Extrahierter Text:
■ ■ ■ ■ ■

How to Schnapsbrunnen

Einen Kulturschock erlebte unsere schwäbische Kolumnistin, als sie vor 10 Jahren zum ersten Mal das Renchtal besuchte. Dann aber tauchte bei einem Spaziergang ein Schnapsbrunnen vor ihr auf – es war der Beginn einer wunderbaren Freundschaft… 

Text: Jana Zahner

Vor zehn Jahren trank ich in Oberkirch zum ersten Mal aus einem Schnapsbrunnen – eine Liebe auf den ersten Blick. Ich verbrachte damals das erste Wochenende bei der Familie meines Freundes. Zuvor hatte ich auf der Fahrt in die Ortenau irritiert festgestellt, dass meine bessere Hälfte mit immer fremderer Zunge sprach, mit jedem Kilometer näher an der Heimat sich mehr in einen mir bis dato fremden Vollblut-Renchtäler verwandelte. Als Schwäbin aus Ravensburg hatte ich noch nie einen Fuß in den Mittleren Schwarzwald gesetzt. Badischkenntnisse? Nope. Während ich bei einem Spaziergang den Kulturschock verarbeitete, tauchte am Wegesrand die Brücke auf, die mich künftig über viele Sprachbarrieren tragen sollte: Ein Holzfass, umgebaut zum Schränkchen mit Spirituosen, Softdrinks und Kässchen. Und das steht hier einfach so rum, zur Selbstbedienung? Gastlich sind sie, die Badener, und haben offensichtlich noch ein Urvertrauen in die Menschheit. Prost!

■ ■ ■ ■ ■

Bereitgestellte Daten:
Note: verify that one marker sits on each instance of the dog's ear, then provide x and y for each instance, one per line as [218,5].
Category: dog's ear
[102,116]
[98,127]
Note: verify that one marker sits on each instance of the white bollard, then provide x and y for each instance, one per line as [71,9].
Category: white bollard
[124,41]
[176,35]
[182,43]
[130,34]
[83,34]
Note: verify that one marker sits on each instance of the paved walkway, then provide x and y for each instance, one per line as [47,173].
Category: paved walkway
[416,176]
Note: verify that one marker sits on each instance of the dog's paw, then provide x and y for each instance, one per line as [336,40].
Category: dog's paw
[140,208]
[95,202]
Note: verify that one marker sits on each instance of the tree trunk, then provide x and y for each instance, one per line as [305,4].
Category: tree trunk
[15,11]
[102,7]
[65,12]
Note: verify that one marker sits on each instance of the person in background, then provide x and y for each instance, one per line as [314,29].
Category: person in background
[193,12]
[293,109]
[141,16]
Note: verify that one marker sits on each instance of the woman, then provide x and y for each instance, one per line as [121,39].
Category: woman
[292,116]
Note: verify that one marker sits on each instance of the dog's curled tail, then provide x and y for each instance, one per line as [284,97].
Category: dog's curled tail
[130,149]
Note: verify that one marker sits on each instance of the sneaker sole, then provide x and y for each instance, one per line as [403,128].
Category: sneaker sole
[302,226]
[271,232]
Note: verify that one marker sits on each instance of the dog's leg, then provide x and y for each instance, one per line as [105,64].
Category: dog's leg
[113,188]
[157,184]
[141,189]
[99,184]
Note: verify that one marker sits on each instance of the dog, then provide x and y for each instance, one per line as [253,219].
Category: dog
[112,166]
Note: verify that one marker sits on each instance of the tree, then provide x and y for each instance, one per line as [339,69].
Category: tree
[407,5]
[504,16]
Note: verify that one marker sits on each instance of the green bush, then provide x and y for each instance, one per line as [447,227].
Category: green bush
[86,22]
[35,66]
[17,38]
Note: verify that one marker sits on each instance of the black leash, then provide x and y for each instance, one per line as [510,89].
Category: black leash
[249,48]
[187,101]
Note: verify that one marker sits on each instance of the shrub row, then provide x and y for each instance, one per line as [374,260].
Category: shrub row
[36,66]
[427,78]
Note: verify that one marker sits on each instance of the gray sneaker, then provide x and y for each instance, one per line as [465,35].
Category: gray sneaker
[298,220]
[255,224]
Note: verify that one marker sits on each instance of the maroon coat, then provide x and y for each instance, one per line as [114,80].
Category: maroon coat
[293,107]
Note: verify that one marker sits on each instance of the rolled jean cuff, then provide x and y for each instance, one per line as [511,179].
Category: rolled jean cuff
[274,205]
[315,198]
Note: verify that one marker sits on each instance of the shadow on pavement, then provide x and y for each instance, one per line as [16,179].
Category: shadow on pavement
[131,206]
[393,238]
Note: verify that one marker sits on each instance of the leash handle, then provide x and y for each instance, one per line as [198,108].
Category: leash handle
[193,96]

■ ■ ■ ■ ■

Aufgaben:
1: Beantworte diese Fragen zur Kolumne über den Schnapsbrunnen:
(a) In welchem Ort trank die Kolumnistin zum ersten Mal aus einem Schnapsbrunnen?
(b) Aus welcher Stadt stammt die Kolumnistin?
(c) Woraus war der Schnapsbrunnen am Wegesrand gebaut?
2: Ändere in den Einträgen die Zeilen von der Zeile mit "line as [16,179]." bis einschließlich zum Ende der Einträge, indem du "leash handle" durch "leash grip" ersetzt. Alles andere bleibt unverändert, und es sollen nur diese Zeilen ausgegeben werden.

Lösungen:
1:
(a) In Oberkirch.
(b) Aus Ravensburg.
(c) Aus einem Holzfass, das zu einem Schränkchen umgebaut war.

2:
Note: verify that one marker sits on each instance of the shadow on pavement, then provide x and y for each instance, one per line as [16,179].
Category: shadow on pavement
[131,206]
[393,238]
Note: verify that one marker sits on each instance of the leash grip, then provide x and y for each instance, one per line as [198,108].
Category: leash grip
[193,96]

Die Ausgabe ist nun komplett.